[THE PROBLEM]: Please convert the rows, beginning at the line that contains "Please give the" and stopping after the last line of the rows, into a JSON list of strings with one string per line and blank lines dropped. Leave the pictures out of the answer.

..........

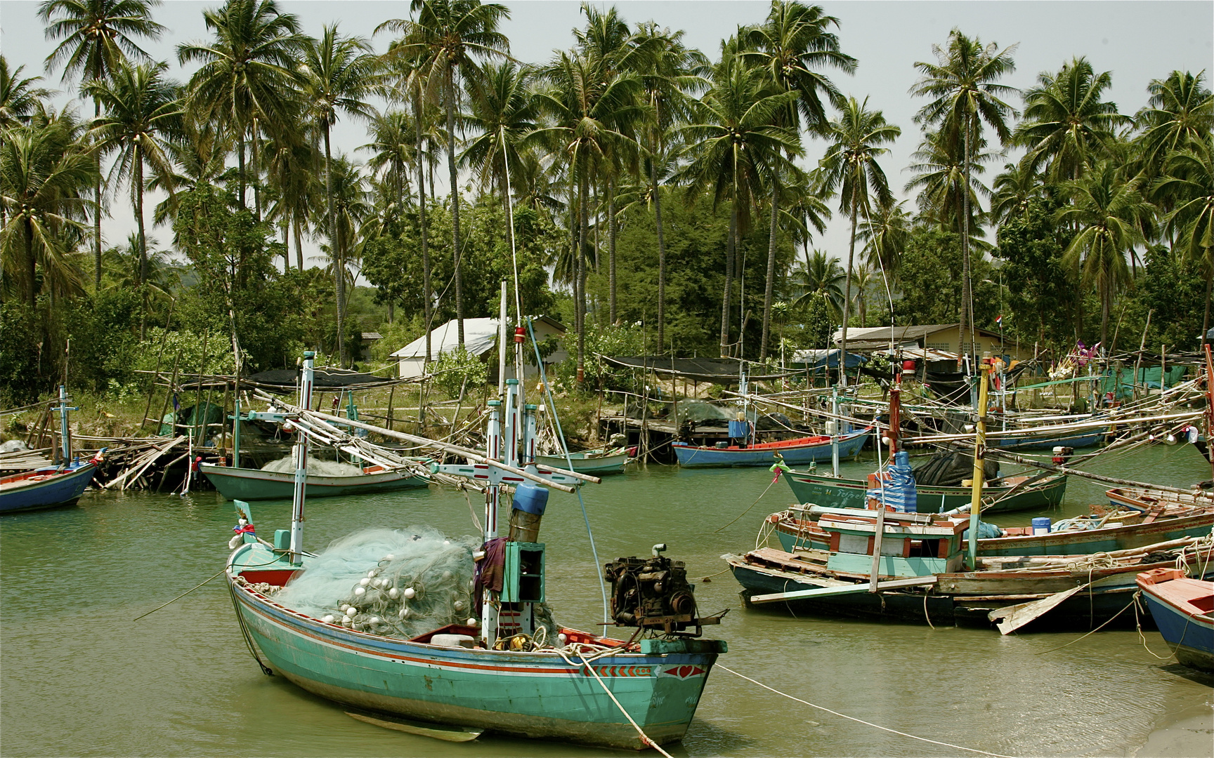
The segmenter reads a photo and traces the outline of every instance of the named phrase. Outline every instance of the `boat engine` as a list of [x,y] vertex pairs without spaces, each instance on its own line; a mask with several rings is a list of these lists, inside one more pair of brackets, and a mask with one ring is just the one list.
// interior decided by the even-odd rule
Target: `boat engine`
[[720,616],[696,617],[696,595],[687,583],[687,569],[681,560],[662,555],[665,543],[653,546],[652,558],[617,558],[603,566],[603,579],[611,582],[611,612],[615,626],[683,632],[698,636],[700,626],[720,623]]

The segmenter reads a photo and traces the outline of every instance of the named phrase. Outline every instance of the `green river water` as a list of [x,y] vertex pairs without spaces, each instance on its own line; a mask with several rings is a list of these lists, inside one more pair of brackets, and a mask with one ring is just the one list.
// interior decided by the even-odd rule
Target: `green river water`
[[[1157,446],[1091,471],[1189,486],[1209,467],[1189,445]],[[872,462],[849,462],[861,475]],[[766,469],[651,466],[585,488],[599,558],[654,542],[688,576],[754,547],[762,518],[792,501]],[[1063,507],[995,519],[1025,525],[1102,501],[1072,478]],[[762,497],[760,498],[760,495]],[[755,502],[758,500],[758,503]],[[751,503],[754,507],[730,524]],[[472,507],[482,508],[473,496]],[[259,532],[290,503],[254,503]],[[503,515],[503,519],[505,515]],[[134,619],[220,571],[234,523],[214,491],[186,497],[86,494],[76,507],[0,518],[0,753],[4,756],[607,756],[614,751],[483,736],[454,745],[344,714],[245,649],[222,579]],[[431,488],[308,503],[318,549],[369,526],[473,529],[464,495]],[[540,540],[560,623],[600,620],[596,565],[575,496],[554,492]],[[801,700],[889,729],[1004,756],[1133,756],[1153,729],[1209,711],[1210,679],[1152,657],[1133,631],[1000,637],[985,629],[794,619],[747,610],[728,574],[697,582],[700,610],[732,610],[711,636],[721,663]],[[1157,654],[1167,648],[1145,634]],[[717,668],[675,756],[975,756],[846,720]],[[1209,753],[1207,753],[1209,754]]]

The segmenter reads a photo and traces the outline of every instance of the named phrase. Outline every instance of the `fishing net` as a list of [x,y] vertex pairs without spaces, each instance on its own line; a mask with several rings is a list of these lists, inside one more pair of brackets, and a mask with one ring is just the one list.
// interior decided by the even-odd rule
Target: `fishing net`
[[[347,535],[307,564],[274,600],[347,628],[410,639],[476,616],[472,551],[480,537],[447,537],[430,526],[367,529]],[[549,639],[551,611],[537,606]]]
[[[287,456],[285,458],[266,463],[261,467],[261,471],[290,474],[295,472],[295,461],[291,460],[291,456]],[[313,477],[358,477],[363,473],[363,469],[351,463],[337,463],[336,461],[322,461],[308,457],[307,473]]]

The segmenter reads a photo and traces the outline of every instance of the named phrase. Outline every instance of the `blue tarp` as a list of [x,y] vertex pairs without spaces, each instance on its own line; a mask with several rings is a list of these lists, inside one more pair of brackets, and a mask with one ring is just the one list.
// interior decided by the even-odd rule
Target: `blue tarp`
[[894,508],[898,513],[918,513],[919,505],[914,489],[914,472],[906,451],[894,454],[894,465],[881,474],[883,486],[869,490],[868,496]]
[[[861,355],[860,353],[847,353],[847,367],[855,369],[856,366],[868,363],[868,355]],[[793,353],[793,359],[789,365],[801,365],[811,371],[817,369],[839,367],[839,348],[830,350],[798,350]]]

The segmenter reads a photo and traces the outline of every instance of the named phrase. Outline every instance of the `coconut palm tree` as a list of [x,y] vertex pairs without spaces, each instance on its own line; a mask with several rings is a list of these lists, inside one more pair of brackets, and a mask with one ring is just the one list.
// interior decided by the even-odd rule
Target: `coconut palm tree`
[[97,178],[97,158],[70,114],[46,113],[7,132],[0,153],[0,296],[32,308],[40,293],[81,293],[73,255],[87,234],[85,199]]
[[[455,319],[459,343],[464,344],[464,290],[460,283],[459,175],[455,170],[455,112],[459,109],[460,80],[476,79],[480,63],[505,58],[510,40],[498,24],[510,18],[510,10],[481,0],[413,0],[415,21],[393,19],[376,28],[403,32],[396,46],[399,56],[415,61],[426,99],[442,102],[447,112],[447,172],[452,193],[452,256],[455,264]],[[429,352],[429,350],[427,350]]]
[[1152,79],[1151,98],[1135,115],[1144,156],[1158,176],[1168,155],[1195,143],[1209,143],[1214,132],[1214,95],[1204,85],[1206,72],[1172,72]]
[[[847,275],[844,280],[841,354],[847,355],[847,318],[851,306],[851,280],[856,258],[857,216],[870,216],[870,199],[878,204],[892,203],[889,179],[877,159],[887,153],[884,143],[894,142],[902,130],[885,120],[880,110],[868,109],[868,98],[857,102],[849,97],[839,114],[830,121],[828,132],[833,144],[819,161],[823,189],[839,193],[839,210],[851,217],[851,241],[847,245]],[[839,360],[839,381],[846,387],[847,375]]]
[[[942,132],[924,132],[919,149],[910,155],[919,163],[910,164],[906,169],[914,172],[906,184],[906,192],[919,190],[920,216],[961,234],[963,228],[978,229],[977,222],[982,213],[978,195],[989,195],[991,190],[975,175],[986,171],[981,163],[989,159],[991,154],[971,155],[970,170],[966,172],[965,159],[958,148],[960,146],[949,143]],[[966,184],[969,192],[963,192],[961,188]],[[966,210],[969,210],[970,221],[963,223],[963,213]]]
[[[982,143],[982,124],[994,130],[999,142],[1011,139],[1008,120],[1015,109],[1003,101],[1016,92],[997,81],[1016,70],[1011,53],[1016,45],[999,50],[995,42],[982,45],[978,38],[970,39],[959,29],[948,35],[947,47],[932,45],[936,62],[918,62],[920,78],[910,87],[912,95],[932,98],[915,114],[915,122],[937,125],[940,139],[960,144],[961,187],[970,187],[975,150]],[[974,346],[974,295],[970,283],[970,193],[961,192],[961,335],[958,344]],[[969,335],[966,340],[966,335]]]
[[[766,22],[748,29],[743,38],[745,49],[739,53],[742,58],[761,67],[778,91],[798,95],[795,106],[783,114],[788,125],[796,127],[798,132],[804,125],[810,133],[822,133],[827,122],[823,98],[836,107],[843,104],[843,95],[834,82],[817,69],[834,68],[849,74],[856,70],[856,59],[843,53],[839,50],[839,38],[828,32],[832,25],[838,27],[839,19],[826,16],[821,6],[807,6],[795,0],[772,0]],[[782,179],[789,181],[778,172],[772,175],[768,190],[771,222],[760,359],[767,357]]]
[[476,133],[459,159],[477,176],[481,187],[497,189],[503,207],[512,189],[511,172],[523,163],[524,138],[539,121],[529,80],[532,70],[511,61],[488,63],[469,82],[470,109],[463,121]]
[[1173,210],[1164,217],[1176,247],[1206,272],[1206,315],[1202,343],[1210,329],[1210,300],[1214,295],[1214,149],[1208,139],[1189,143],[1173,153],[1165,175],[1152,188],[1153,195],[1168,199]]
[[806,252],[804,264],[793,272],[793,284],[801,291],[793,306],[804,306],[810,297],[822,297],[830,308],[830,315],[838,318],[843,313],[846,277],[838,258],[822,250],[815,250],[812,255]]
[[906,200],[878,203],[870,215],[860,222],[857,233],[864,243],[864,258],[874,269],[885,272],[892,285],[902,261],[902,250],[910,238],[910,215],[907,213]]
[[386,218],[397,220],[404,212],[409,166],[414,160],[413,119],[403,110],[376,113],[367,131],[371,141],[358,149],[371,154],[367,167],[380,176],[390,199],[385,206]]
[[[46,58],[46,69],[63,65],[63,79],[80,75],[85,81],[108,79],[129,58],[148,61],[138,38],[160,39],[165,28],[152,21],[152,8],[160,0],[44,0],[38,17],[46,25],[46,39],[63,40]],[[93,115],[101,103],[93,102]],[[101,284],[101,172],[93,187],[95,216],[92,250],[95,284]]]
[[1004,164],[1003,173],[994,177],[991,193],[991,220],[1008,223],[1016,213],[1028,211],[1028,201],[1044,194],[1039,176],[1020,164]]
[[[692,96],[708,86],[704,75],[710,70],[708,58],[698,50],[683,45],[683,33],[659,29],[653,22],[641,24],[634,35],[639,55],[629,68],[641,80],[641,97],[648,106],[648,118],[642,126],[645,155],[642,171],[649,182],[649,200],[658,235],[658,344],[665,344],[666,321],[666,241],[662,224],[662,193],[658,183],[670,176],[677,149],[676,122],[686,122],[692,114]],[[611,321],[615,323],[615,195],[608,209],[609,227],[608,287]]]
[[1107,349],[1113,296],[1133,283],[1125,255],[1144,240],[1153,209],[1139,192],[1139,181],[1123,178],[1108,160],[1083,178],[1065,182],[1062,189],[1071,204],[1059,209],[1056,221],[1078,229],[1062,253],[1062,264],[1100,292],[1100,342]]
[[41,101],[50,96],[49,90],[34,86],[41,76],[23,79],[23,70],[24,65],[10,69],[8,59],[0,55],[0,130],[28,124]]
[[[151,169],[153,175],[172,173],[169,141],[181,132],[178,85],[165,79],[168,68],[166,63],[123,65],[112,73],[108,81],[95,80],[85,85],[85,92],[102,107],[102,115],[93,119],[90,130],[97,150],[117,154],[108,181],[115,184],[126,179],[130,186],[137,224],[141,285],[147,275],[143,172]],[[146,312],[147,292],[143,300]]]
[[590,187],[596,177],[612,172],[614,160],[639,149],[634,126],[645,114],[639,99],[640,80],[629,73],[607,75],[603,68],[609,64],[611,61],[594,50],[586,53],[563,51],[540,70],[544,86],[535,95],[545,119],[532,138],[560,156],[569,186],[579,382],[584,378],[585,365]]
[[[325,222],[329,235],[329,247],[340,255],[344,250],[334,241],[333,193],[330,190],[330,130],[337,122],[341,113],[369,119],[373,109],[365,98],[370,95],[379,75],[380,59],[371,52],[367,40],[358,36],[344,36],[337,32],[337,24],[328,24],[320,38],[304,44],[304,102],[307,113],[316,119],[320,136],[324,139],[324,195]],[[339,260],[336,270],[345,267]],[[342,335],[342,319],[346,313],[346,279],[336,277],[337,296],[337,361],[345,365],[346,353]]]
[[1029,173],[1040,171],[1051,183],[1078,179],[1108,155],[1117,127],[1130,122],[1117,103],[1101,99],[1112,84],[1110,72],[1096,74],[1083,57],[1056,74],[1038,74],[1037,86],[1025,92],[1025,118],[1015,135],[1028,148],[1022,160]]
[[[736,44],[736,42],[734,42]],[[730,352],[730,301],[739,235],[749,211],[770,187],[773,175],[795,171],[789,156],[802,153],[796,130],[783,118],[796,92],[778,92],[761,69],[726,50],[713,69],[711,85],[696,106],[694,122],[682,127],[688,146],[680,179],[694,195],[708,190],[714,206],[730,198],[725,292],[721,297],[721,354]]]
[[[299,19],[274,0],[227,0],[203,11],[210,42],[177,46],[177,61],[202,63],[189,79],[188,107],[200,120],[223,124],[237,139],[240,207],[246,207],[245,150],[257,159],[261,135],[290,130],[300,121],[299,52],[306,38]],[[253,167],[254,181],[260,173]],[[255,215],[261,217],[254,188]]]

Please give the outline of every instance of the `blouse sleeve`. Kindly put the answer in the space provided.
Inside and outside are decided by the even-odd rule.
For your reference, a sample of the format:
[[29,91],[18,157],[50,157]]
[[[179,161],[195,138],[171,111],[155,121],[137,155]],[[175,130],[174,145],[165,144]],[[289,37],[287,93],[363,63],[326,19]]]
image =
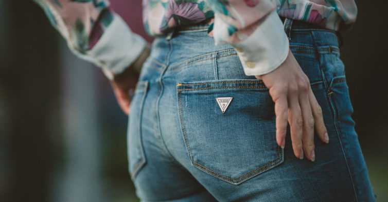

..........

[COMPLETE OUTPUT]:
[
  "Please give the outline of every instance of the `blouse sleeve`. Kindly put the answer in the space provided.",
  "Inside and outside are decided by the even-odd rule.",
  "For your reference, a sample of the format:",
  "[[29,91],[18,157],[50,157]]",
  "[[[179,161],[195,138],[171,111],[155,121],[137,155]],[[175,130],[174,145],[165,144]],[[289,37],[287,93],[363,63],[326,19]]]",
  "image ="
]